## BLOK TEKS
Sekitar satu dari tiap empat orang yang dipantau oleh para peneliti di tempat umum tidak mau repot menutup mulut ketika batuk atau bersin. Hanya segelintir orang, atau kurang dari lima persen orang yang menutupi mulutnya menggunakan metoda sesuai rekomendasi petugas kesehatan, yaitu memakai tisu atau lengan.
“Studi ini menunjukkan betapa rendahnya prevalensi perilaku pernafasan hygiene yang direkomendasikan dan mengindikasikan bahwa pesan kesehatan yang dipromosikan dalam iklan media massa tidak dilihat atau tidak siap diadopsi oleh masyarakat di kota ini,” kata Nick Wilson dari Otago University Wellington di New Zealand, yang terlibat dalam penelitian tersebut.
Studi itu digelar di tiga lokasi di Wellington, ibukota Selandia Baru, yang kualitas kampanye kesehatan masyarakat selama pandeminya setara dengan apa yang dilakukan di Amerika Serikat dan negara lain di seluruh dunia. Meski demikian, para peneliti mengatakan hasil studi mereka tidak mencerminkan kondisi di tempat lain.
Hasil studi yang dipresentasikan dalam International Conference on Emerging Infectious Diseases di Atlanta, Amerika Serikat itu memaparkan bahwa salah satu tindakan sederhana yang direkomendasikan dalam kampanye di media adalah menutup mulut dengan tisu atau bagian dalam lengan untuk mencegah virus menempel di tangan dan menyebar ke permukaan benda di sekelilingnya.
Batuk dan bersih menyemburkan kuman dalam kecepatan tinggi. Jika anda batuk, tak kurang dari 3.000 tetesan kecil cairan tersembur dari mulut, beberapa di antaranya memiliki kecepatan hingga 80 km/ jam. Bersin lebih buruk lagi karena menyemburkan 40.000 droplet dengan kecepatan hingga 320 km/jam.
Jika seseorang sakit, droplet ketika dia batuk dapat mengandung virus hingga dua ratus juta partikel. Di udara, virus dalam tetesan kecil cairan itu dapat bertahan hidup sampai empat jam. Ketika mendarat di atas kertas, partikel virus itu bisa bertahan se lama berjam-jam, sedangkan di atas besi atau plastik mereka bisa hidup hingga berhari-hari.

## DATA
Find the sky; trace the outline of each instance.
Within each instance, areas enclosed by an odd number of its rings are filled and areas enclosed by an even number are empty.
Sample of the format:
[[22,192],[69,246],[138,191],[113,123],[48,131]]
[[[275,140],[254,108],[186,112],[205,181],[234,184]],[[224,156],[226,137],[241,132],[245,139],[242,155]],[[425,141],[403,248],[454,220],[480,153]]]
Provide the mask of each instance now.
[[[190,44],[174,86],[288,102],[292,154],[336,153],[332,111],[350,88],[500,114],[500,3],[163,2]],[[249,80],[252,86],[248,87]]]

## TUGAS YANG DIKERJAKAN
1. Tentukan apakah setiap pernyataan berikut sesuai dengan blok teks, lalu jawab ya atau tidak disertai kutipan persis dari blok teks yang menjadi penentunya. (a) Studi itu dilakukan di tiga lokasi di Wellington. (b) Para peneliti menyatakan bahwa hasil studi mereka mencerminkan kondisi di tempat lain. (c) Di udara, virus dalam tetesan kecil cairan dapat bertahan hidup sampai empat jam.
2. Salin tanpa perubahan bagian blok teks yang diawali kata-kata yang memuat "Studi itu digelar" dan diakhiri dengan "benda di sekelilingnya.".

## KUNCI JAWABAN LATIHAN
1.
(a) Ya: "Studi itu digelar di tiga lokasi di Wellington, ibukota Selandia Baru"
(b) Tidak: "para peneliti mengatakan hasil studi mereka tidak mencerminkan kondisi di tempat lain"
(c) Ya: "Di udara, virus dalam tetesan kecil cairan itu dapat bertahan hidup sampai empat jam."

2.
Studi itu digelar di tiga lokasi di Wellington, ibukota Selandia Baru, yang kualitas kampanye kesehatan masyarakat selama pandeminya setara dengan apa yang dilakukan di Amerika Serikat dan negara lain di seluruh dunia. Meski demikian, para peneliti mengatakan hasil studi mereka tidak mencerminkan kondisi di tempat lain.
Hasil studi yang dipresentasikan dalam International Conference on Emerging Infectious Diseases di Atlanta, Amerika Serikat itu memaparkan bahwa salah satu tindakan sederhana yang direkomendasikan dalam kampanye di media adalah menutup mulut dengan tisu atau bagian dalam lengan untuk mencegah virus menempel di tangan dan menyebar ke permukaan benda di sekelilingnya.